What is expected = Convert the lines from the one containing "Warehouse picking: mark the utv roof" through the end of the items, inclusive, into a JSON list of strings with one string per line and no blank lines. Include only those lines.

A run of items:
┄┄┄┄┄┄┄┄┄┄

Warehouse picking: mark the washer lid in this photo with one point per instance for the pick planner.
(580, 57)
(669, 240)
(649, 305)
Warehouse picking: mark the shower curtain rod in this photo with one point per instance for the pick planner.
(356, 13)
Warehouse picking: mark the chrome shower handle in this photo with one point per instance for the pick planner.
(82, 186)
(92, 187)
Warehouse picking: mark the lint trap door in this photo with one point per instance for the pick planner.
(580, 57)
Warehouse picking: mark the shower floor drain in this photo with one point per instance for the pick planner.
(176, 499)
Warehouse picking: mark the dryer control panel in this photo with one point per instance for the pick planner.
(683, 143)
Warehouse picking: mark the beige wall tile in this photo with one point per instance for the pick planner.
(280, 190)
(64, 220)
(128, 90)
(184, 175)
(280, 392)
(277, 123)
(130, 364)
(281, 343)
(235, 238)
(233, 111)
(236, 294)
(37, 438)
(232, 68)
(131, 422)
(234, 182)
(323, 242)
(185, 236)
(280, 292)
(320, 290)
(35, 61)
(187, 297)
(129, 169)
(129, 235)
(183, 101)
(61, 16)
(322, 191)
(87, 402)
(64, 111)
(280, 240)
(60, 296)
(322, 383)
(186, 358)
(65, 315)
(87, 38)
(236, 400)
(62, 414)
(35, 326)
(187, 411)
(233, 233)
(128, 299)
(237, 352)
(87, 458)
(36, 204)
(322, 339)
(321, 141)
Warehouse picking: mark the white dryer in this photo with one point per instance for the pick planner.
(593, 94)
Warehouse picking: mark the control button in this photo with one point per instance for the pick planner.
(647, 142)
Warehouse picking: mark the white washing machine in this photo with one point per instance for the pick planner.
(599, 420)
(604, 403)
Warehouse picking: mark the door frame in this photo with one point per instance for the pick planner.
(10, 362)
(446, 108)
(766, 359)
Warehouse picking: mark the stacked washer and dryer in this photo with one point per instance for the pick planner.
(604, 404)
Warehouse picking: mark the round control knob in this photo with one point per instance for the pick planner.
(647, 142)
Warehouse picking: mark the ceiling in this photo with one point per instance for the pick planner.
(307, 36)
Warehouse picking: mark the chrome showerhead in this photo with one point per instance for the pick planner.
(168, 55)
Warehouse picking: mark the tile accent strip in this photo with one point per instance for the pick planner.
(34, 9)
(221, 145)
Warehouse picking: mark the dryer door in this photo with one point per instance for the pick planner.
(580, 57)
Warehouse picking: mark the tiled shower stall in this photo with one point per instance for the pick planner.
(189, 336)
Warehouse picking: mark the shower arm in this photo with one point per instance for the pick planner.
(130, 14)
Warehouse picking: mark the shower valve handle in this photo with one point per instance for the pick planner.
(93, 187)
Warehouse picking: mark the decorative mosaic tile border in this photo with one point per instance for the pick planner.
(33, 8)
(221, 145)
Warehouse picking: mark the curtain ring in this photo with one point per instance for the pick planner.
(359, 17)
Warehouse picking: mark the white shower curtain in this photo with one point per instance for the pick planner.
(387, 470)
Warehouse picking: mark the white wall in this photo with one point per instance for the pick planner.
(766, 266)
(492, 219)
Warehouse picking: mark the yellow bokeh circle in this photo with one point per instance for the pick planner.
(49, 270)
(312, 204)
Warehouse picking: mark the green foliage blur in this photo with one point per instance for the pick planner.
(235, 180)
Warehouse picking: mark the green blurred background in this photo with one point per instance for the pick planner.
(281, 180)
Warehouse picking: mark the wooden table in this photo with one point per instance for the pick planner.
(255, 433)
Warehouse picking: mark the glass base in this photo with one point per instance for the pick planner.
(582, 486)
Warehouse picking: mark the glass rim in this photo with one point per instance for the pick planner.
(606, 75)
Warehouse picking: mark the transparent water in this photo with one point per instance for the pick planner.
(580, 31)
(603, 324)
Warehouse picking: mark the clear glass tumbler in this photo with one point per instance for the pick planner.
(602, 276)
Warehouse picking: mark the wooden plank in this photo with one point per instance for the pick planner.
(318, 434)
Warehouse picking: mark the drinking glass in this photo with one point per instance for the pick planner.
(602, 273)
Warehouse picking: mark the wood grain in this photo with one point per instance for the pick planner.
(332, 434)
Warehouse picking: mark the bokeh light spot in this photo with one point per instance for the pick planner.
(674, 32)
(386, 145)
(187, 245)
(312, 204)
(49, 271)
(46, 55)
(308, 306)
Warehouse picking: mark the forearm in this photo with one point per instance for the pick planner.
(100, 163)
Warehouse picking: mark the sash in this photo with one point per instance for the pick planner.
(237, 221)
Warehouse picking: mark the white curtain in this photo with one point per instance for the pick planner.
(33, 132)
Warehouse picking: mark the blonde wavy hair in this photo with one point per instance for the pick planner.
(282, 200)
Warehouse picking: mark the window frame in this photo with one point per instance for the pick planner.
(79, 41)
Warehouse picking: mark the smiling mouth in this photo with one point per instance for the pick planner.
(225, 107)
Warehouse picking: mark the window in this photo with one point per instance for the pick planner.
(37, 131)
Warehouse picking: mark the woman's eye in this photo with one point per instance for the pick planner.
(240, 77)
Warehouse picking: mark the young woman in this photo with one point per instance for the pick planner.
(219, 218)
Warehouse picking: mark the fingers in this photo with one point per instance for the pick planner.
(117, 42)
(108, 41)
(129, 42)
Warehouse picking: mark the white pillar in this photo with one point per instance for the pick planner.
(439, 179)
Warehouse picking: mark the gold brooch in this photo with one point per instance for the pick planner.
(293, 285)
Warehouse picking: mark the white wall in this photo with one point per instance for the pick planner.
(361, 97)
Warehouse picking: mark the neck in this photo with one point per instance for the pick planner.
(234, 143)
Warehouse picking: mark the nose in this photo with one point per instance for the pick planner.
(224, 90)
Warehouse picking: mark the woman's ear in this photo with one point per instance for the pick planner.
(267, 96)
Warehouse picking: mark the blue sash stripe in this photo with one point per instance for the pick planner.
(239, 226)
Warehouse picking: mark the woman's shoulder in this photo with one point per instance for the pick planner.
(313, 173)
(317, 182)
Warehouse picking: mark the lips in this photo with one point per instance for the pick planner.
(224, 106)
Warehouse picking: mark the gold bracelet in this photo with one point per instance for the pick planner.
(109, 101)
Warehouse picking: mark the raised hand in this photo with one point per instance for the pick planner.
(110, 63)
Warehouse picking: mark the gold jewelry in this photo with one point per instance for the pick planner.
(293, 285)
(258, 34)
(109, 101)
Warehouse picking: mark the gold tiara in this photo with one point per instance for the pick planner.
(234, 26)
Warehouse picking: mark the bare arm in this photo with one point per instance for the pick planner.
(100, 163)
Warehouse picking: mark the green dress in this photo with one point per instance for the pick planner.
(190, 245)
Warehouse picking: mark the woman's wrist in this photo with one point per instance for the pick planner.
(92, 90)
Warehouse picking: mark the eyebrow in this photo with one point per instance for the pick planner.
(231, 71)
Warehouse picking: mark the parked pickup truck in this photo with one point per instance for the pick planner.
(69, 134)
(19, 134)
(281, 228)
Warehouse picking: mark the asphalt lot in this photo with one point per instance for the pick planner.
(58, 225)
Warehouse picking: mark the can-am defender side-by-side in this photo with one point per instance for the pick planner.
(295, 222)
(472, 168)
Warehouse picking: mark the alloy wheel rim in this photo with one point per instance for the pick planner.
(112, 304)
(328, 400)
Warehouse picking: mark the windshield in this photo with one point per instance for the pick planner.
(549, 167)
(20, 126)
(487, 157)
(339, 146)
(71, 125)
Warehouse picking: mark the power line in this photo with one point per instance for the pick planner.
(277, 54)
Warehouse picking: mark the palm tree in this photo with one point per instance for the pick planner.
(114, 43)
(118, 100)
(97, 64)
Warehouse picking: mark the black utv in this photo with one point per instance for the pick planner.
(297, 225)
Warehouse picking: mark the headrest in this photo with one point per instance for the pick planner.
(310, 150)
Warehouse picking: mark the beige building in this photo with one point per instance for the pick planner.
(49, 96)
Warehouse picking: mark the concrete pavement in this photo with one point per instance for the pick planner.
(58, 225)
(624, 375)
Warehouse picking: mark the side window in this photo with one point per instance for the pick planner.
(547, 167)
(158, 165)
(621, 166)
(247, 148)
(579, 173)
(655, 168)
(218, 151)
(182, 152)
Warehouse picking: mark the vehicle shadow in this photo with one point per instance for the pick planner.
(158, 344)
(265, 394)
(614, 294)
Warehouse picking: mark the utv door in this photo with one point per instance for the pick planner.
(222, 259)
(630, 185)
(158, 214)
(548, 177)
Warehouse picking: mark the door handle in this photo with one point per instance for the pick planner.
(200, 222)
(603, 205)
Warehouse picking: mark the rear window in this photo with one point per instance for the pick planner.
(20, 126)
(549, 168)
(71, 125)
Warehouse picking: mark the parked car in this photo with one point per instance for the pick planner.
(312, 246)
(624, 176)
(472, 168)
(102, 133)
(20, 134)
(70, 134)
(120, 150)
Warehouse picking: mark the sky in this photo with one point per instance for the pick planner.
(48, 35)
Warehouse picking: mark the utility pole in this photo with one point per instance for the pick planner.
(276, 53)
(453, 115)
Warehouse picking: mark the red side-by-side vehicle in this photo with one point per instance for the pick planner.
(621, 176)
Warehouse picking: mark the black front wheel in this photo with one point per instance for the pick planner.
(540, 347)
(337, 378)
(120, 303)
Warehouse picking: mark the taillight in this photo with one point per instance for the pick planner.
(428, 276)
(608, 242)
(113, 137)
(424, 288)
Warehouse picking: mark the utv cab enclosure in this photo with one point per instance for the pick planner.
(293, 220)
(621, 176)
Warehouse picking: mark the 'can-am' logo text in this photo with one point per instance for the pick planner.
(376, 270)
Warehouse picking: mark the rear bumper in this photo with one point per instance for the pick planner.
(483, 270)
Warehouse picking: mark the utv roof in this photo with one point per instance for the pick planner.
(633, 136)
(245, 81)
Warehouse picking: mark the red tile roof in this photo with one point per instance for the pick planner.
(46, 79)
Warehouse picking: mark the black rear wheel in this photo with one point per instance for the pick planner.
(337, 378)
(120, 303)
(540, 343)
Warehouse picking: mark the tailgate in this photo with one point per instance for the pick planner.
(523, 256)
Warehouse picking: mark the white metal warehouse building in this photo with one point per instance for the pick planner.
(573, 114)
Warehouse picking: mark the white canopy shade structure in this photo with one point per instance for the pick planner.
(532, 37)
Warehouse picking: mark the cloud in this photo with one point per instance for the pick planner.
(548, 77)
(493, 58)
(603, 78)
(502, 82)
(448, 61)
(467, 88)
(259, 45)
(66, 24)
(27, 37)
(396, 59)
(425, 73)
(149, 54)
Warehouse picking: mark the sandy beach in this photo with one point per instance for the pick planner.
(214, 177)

┄┄┄┄┄┄┄┄┄┄

Output =
[
  "Warehouse picking: mark the utv roof in this photo with one point per instance for the pick planner.",
  "(633, 136)",
  "(245, 81)",
  "Warehouse picking: mark the red tile roof in this photo with one point per instance for the pick planner.",
  "(46, 79)",
  "Warehouse picking: mark the black rear wheel in this photo with one point per instance for the pick planner.",
  "(337, 378)",
  "(120, 303)",
  "(540, 343)",
  "Warehouse picking: mark the tailgate in this photo with one point per instance for the pick planner.",
  "(523, 256)",
  "Warehouse picking: mark the white metal warehouse building in this photo with one point per instance for the pick planner.",
  "(573, 114)",
  "Warehouse picking: mark the white canopy shade structure in this photo with one point per instance for the pick planner.",
  "(532, 37)",
  "Warehouse picking: mark the cloud in this photo with one point per instance for the pick planner.",
  "(548, 77)",
  "(493, 58)",
  "(603, 78)",
  "(502, 82)",
  "(448, 61)",
  "(467, 88)",
  "(259, 45)",
  "(66, 24)",
  "(27, 37)",
  "(396, 59)",
  "(425, 73)",
  "(149, 54)",
  "Warehouse picking: mark the sandy beach in this photo with one point per instance for the pick planner.",
  "(214, 177)"
]